Brano scelto:
%%
FINANZA/ Così Fed e Bce
possono far ballare i mercati
Sono in
vista dei cambi della guardia importanti nelle principali banche centrali
mondiali. Una situazione che può acuire gli scossoni dei mercati. GIUSEPPE
PENNISI 12 febbraio 2018 Giuseppe Pennisi
Lapresse
La settimana
scorsa Janet Yellen ha completato il proprio mandato alla guida della Federal
Reserve americana ed è stata sostituita da Jerome H. (detto Jay) Powell, la cui
nomina da parte del Presidente Donald Trump è in attesa di essere ratificata
dal Congresso. Il cambiamento, come ci dicono le cronache finanziare dei giorni
scorsi, è stato salutato con nervosismo dai mercati azionari, in primo luogo da
Wall Street e, subito dopo, dalle maggiori piazze europee. Non si tratta del
primo cambiamento ai vertici di una delle maggiori autorità monetarie mondiali.
Alla stessa Federal Reserve ci potrebbero essere altre sostituzioni nei
prossimi mesi; tra componenti del Consiglio dell'autorità federale in scadenza
e possibili dimissioni (di cui si parla nella Washington-che-può), Trump
potrebbe disporre di quattro nomine; dalle sua scelte dipenderà se Powell (un
uomo di finanza, non un economista come coloro che lo hanno preceduto negli
ultimi quaranta anni) avrà vita facile o difficile nel suo compito di forgiare
un consenso nel direttorio monetario. Uno dei suoi "colleghi"
potrebbe essere John Taylor, dell'Università di Stanford, critico durissimo
della Fed negli ultimi anni e noto per non avere un carattere facile.
Tra breve,
anzi tra brevissimo, il settantenne Zhou Xiaochuan, da numerosi anni alla guida
della banca centrale cinese, potrebbe essere mandato in pensione; non gli è
stato rinnovato il mandato di Vice Presidente del Comitato Consultivo Politico,
incarico che aveva dal 2013. Il Comitato è stato convocato per il 2 marzo ed è
probabile che il "cambio della guardia", se è stato deciso, avverrà
prima di allora, forse alla vigilia. Quasi certo, il cambiamento al vertice
della Bank of Japan. Il mandato del Governatore Haruhiko Kuroda scade in
aprile; è stato nominato cinque anni fa dall'attuale Primo Ministro Shinzo Abe,
ma a Tokyo si dà quasi per certo che non avrà un secondo mandato.
Infine,
anche per la carica di Presidente della Banca centrale europea sono già in
corso trattative pur se il mandato (non rinnovabile) di Mario Draghi scade
solamente al termine del 2019. I due favoriti sarebbero Jens Weidmann,
Presidente della Bundesbank, e Francois Villeroy de Galhau, Governatore della
Banque de France. Francia e Germania sono i due azionisti di maggioranza
dell'eurozona; tra loro c'è per di più una salda alleanza. Se non sarà uno dei
due a sostituire Draghi è, comunque, probabile che i due Governi decideranno
insieme di candidare un banchiere centrale dei Paesi nordici.
%%
(Voci della raccolta)
%%
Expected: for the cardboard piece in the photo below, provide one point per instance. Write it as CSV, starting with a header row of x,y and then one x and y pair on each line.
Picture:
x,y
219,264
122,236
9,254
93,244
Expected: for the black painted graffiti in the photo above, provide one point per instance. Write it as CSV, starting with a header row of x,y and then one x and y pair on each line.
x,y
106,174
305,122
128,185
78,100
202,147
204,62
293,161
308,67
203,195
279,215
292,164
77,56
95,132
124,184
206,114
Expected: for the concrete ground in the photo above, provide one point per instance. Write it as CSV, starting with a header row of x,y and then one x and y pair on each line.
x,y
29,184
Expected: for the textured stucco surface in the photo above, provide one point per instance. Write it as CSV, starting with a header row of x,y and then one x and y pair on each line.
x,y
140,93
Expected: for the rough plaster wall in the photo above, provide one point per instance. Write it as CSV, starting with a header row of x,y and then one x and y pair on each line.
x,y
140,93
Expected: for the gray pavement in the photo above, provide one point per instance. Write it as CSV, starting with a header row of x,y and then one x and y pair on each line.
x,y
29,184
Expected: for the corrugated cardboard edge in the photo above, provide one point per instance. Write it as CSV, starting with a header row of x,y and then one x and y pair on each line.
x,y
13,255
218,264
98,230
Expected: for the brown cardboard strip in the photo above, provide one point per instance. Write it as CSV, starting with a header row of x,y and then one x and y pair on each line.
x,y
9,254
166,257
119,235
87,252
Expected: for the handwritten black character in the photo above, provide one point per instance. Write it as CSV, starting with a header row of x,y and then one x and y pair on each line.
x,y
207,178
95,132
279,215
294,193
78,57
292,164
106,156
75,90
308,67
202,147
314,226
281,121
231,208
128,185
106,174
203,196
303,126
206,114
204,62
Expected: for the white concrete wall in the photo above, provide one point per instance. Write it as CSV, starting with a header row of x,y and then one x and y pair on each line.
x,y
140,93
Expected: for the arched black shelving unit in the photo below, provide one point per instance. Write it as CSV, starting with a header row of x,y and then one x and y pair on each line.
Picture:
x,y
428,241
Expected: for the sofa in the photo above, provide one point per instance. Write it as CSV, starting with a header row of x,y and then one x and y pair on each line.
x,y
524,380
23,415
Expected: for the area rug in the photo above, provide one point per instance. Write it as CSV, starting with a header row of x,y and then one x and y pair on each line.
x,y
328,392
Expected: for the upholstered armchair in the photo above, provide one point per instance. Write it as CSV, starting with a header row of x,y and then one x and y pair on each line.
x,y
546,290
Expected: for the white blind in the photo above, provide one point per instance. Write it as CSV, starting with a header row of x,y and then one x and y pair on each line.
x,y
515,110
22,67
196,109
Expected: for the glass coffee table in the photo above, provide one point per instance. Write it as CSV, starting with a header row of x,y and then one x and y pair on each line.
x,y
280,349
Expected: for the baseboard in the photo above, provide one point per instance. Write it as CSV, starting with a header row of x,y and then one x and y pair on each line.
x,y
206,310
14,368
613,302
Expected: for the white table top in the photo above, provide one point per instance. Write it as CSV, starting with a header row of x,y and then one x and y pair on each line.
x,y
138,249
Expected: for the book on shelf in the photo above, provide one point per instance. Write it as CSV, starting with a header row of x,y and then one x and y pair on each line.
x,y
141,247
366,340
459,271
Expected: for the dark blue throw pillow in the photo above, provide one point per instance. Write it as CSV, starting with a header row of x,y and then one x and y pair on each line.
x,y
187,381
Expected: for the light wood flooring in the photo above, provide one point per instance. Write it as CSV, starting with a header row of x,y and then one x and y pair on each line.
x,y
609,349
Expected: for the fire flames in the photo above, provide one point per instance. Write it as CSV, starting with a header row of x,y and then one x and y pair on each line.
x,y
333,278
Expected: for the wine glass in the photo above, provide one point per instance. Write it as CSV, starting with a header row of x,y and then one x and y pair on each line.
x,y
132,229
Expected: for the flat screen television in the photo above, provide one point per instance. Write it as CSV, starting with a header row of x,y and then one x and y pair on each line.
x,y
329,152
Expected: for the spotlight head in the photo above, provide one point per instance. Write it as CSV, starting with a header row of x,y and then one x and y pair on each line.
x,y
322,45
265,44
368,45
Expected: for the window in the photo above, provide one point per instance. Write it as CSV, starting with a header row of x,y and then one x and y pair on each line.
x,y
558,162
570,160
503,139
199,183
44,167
%%
Consegna:
Elenca tutte le banche centrali nominate nell'articolo sui cambi al vertice delle banche centrali. I record non hanno alcun ruolo in questo lavoro.

Soluzione:
- Federal Reserve americana
- Banca centrale cinese
- Bank of Japan
- Banca centrale europea
- Bundesbank
- Banque de France